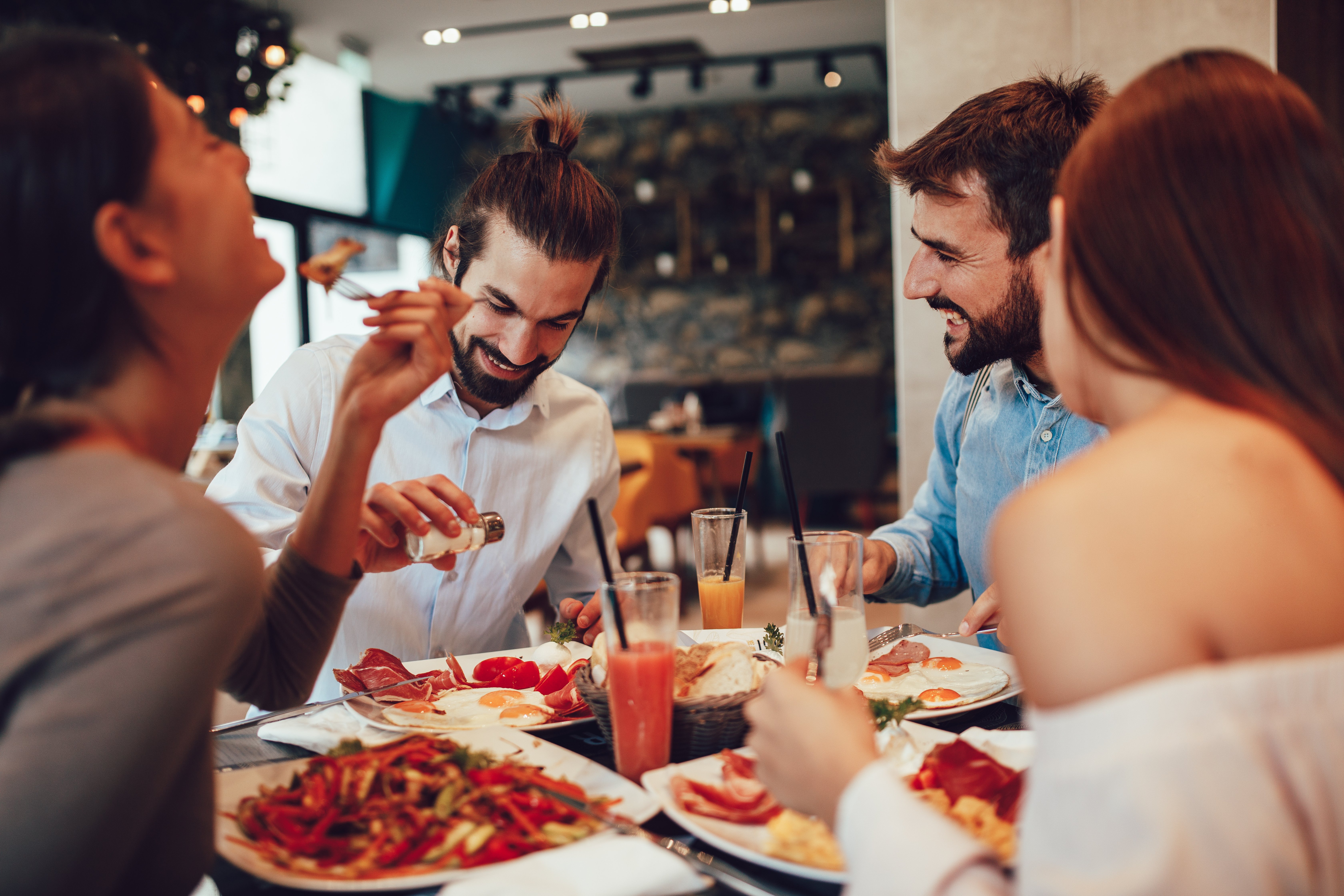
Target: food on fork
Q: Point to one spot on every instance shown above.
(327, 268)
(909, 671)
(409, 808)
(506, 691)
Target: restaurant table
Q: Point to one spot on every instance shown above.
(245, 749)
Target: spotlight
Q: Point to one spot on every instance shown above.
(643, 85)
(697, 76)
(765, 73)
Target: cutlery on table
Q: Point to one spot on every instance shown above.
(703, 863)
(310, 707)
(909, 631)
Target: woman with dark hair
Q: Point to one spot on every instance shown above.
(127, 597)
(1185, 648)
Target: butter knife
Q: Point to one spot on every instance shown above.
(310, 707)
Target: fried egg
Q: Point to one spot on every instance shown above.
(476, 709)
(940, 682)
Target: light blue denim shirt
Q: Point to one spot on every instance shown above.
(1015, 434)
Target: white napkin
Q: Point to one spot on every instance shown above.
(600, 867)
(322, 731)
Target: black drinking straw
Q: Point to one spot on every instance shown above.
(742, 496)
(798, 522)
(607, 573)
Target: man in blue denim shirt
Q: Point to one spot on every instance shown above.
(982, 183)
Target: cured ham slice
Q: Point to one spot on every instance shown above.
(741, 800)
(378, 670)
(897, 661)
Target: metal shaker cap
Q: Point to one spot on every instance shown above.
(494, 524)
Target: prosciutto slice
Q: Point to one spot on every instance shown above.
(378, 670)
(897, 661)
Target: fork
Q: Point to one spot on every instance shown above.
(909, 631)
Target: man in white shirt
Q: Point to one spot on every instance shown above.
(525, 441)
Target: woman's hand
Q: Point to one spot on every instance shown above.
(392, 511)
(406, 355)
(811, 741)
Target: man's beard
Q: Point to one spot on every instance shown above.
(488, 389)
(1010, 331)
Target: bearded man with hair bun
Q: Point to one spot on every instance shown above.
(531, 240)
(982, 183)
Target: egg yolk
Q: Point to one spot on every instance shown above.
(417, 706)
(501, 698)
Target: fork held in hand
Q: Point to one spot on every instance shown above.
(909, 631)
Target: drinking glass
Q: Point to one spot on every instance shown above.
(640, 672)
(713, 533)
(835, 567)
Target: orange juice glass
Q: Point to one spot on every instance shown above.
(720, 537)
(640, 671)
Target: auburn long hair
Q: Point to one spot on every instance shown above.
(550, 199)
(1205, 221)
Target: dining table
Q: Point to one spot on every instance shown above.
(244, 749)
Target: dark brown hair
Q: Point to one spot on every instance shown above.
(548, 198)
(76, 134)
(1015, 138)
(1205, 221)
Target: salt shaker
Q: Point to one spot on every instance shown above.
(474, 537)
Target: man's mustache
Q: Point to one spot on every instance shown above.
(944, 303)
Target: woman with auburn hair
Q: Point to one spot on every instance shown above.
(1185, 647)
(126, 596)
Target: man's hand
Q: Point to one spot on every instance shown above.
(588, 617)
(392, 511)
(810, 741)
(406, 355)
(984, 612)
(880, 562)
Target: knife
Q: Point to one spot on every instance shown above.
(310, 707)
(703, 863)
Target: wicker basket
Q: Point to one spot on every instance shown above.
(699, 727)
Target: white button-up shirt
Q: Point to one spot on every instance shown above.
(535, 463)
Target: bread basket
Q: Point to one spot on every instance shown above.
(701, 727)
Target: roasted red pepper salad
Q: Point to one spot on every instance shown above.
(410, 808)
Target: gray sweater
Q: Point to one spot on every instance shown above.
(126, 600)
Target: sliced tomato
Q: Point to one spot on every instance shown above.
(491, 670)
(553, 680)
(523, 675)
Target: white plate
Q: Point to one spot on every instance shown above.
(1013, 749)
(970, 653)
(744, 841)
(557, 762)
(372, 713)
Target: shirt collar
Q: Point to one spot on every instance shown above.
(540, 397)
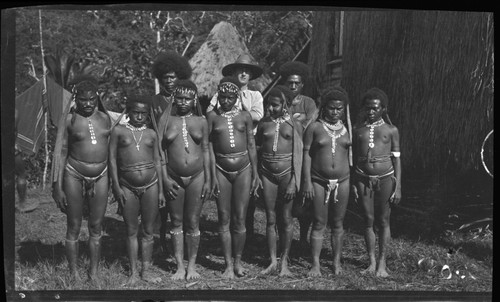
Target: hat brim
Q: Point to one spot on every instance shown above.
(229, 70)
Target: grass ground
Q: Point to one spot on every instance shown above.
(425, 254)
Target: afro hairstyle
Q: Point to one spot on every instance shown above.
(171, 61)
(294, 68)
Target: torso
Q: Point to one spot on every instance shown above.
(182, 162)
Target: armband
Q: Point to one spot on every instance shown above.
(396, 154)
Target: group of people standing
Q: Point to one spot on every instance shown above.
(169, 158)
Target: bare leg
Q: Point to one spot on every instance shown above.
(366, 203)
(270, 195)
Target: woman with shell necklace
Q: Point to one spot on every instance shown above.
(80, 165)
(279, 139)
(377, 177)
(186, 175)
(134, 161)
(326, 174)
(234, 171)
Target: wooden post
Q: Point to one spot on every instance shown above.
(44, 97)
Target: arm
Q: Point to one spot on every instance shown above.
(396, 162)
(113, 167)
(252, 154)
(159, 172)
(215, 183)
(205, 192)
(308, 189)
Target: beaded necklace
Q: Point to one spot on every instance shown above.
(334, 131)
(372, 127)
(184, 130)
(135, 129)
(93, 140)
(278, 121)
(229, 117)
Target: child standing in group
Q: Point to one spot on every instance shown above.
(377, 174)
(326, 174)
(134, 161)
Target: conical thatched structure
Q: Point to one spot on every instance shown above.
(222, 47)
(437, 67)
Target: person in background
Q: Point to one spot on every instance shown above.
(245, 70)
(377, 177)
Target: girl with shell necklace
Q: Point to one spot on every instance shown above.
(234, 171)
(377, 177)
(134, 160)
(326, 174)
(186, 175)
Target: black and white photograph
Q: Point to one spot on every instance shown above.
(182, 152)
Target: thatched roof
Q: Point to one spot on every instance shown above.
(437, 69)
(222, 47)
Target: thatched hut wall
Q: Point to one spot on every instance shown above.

--------

(Your task): Write down exactly what the lines above say, from the line holding "Target: knife" through the line holding "Target: woman with shell necklace", and nothing more. Do not copy the pictures.

(Result for this exercise):
Target: knife
Q: Point to one spot on every instance shown above.
(310, 707)
(703, 863)
Target: wicker basket
Q: Point to one spot on every instance shown above.
(699, 727)
Target: white button-up shirt
Q: Point to one spot on every instance shown above.
(535, 463)
Target: bread basket
Q: Point to one spot on every instance shown above.
(701, 727)
Target: roasted red pepper salad
Q: Point to one spot on every instance shown above.
(410, 808)
Target: gray sweater
Q: Point to one spot on every instance shown above.
(126, 600)
Target: sliced tomato
Q: Point to one spot on every instance shown above.
(491, 670)
(553, 680)
(523, 675)
Target: white plate
Q: Point to one spot on every instance shown above.
(1013, 749)
(970, 653)
(744, 841)
(557, 762)
(372, 713)
Target: shirt collar
Q: Point to one spot on every instance shown above.
(540, 397)
Target: hat brim
Q: Point to one spot on every instance shown above.
(229, 70)
Target: grass ground
Q: Point to one spot on every instance shown above.
(425, 254)
Target: afro hairstyle
Q: Point to one spot on every instance shown above.
(171, 61)
(294, 68)
Target: torso
Q: Point to one spot on every instance shown above.
(182, 162)
Target: armband
Q: Point to one spot on every instance shown above.
(396, 154)
Target: group of people standing
Q: Point to one spot on every instance shown above.
(169, 158)
Target: bare leg
Q: Point to one spot on every instance shown above.
(366, 203)
(270, 195)
Target: woman with shell necklace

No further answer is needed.